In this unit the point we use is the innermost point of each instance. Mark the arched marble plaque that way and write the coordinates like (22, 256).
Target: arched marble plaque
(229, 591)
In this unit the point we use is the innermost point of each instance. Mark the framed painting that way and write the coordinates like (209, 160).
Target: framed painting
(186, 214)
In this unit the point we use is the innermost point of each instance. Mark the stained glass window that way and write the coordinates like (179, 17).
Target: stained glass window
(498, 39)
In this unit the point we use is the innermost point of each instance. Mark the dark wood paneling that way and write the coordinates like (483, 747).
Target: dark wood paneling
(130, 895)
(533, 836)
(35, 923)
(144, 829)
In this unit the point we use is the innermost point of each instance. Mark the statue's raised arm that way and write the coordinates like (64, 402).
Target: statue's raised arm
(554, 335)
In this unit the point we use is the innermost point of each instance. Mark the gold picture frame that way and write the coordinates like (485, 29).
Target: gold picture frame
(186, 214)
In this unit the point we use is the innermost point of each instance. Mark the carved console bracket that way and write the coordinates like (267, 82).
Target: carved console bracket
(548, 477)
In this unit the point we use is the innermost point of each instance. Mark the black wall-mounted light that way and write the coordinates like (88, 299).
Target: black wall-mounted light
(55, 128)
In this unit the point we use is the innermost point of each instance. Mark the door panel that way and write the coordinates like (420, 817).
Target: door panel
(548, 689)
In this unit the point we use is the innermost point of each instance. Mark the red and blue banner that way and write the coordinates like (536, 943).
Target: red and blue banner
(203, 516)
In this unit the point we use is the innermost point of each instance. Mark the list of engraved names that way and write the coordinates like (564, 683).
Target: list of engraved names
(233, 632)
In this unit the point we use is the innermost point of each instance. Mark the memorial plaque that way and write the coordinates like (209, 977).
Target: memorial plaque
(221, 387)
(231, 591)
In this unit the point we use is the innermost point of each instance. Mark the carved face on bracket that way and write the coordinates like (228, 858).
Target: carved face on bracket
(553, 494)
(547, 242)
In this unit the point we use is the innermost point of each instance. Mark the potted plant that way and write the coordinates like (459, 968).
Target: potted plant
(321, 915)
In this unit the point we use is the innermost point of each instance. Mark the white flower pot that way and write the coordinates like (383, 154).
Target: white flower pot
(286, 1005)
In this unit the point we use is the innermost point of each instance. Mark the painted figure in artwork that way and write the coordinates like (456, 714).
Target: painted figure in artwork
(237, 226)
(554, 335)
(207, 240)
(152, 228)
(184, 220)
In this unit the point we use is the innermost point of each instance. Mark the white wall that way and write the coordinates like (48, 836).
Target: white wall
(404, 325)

----------

> [What you are asked to do]
Rescale the records from the line containing "like (536, 943)." through the line containing "(286, 1005)", writing out every line in that span, requests included. Multiply each answer coordinate by 1.3 and round to the nearest whole number, with halves going up, while the numbers in the requests and their sample coordinates stay unchanged.

> [Reply]
In this unit the point we use is the innermost point of each instance. Mark the red and blue banner that way and write the coordinates like (536, 943).
Target: red and blue banner
(264, 671)
In this unit the point we use is the innermost point of each instance. Mark the list of engraved names that way and write the coordinates like (564, 683).
Target: list of engraved names
(303, 822)
In this unit the point we use is the innermost point of each instance. Mark the memorial plaque that way and write the coordinates like (209, 977).
Target: memorial plaque
(287, 503)
(300, 768)
In this unit the point we use is the innermost point of each instance. Mark the carved face on bracket that way and write the coordinates like (228, 858).
Target: carved face on bracket
(719, 642)
(711, 315)
In this unit the point we use is the innermost point of each instance. Mark the potted plant that way and write the coordinates like (459, 968).
Target: potted plant
(417, 1190)
In this unit the point we use is the innermost point of each instance. Mark the white flower pot that way and write the coordinates like (383, 154).
Target: white flower pot
(372, 1307)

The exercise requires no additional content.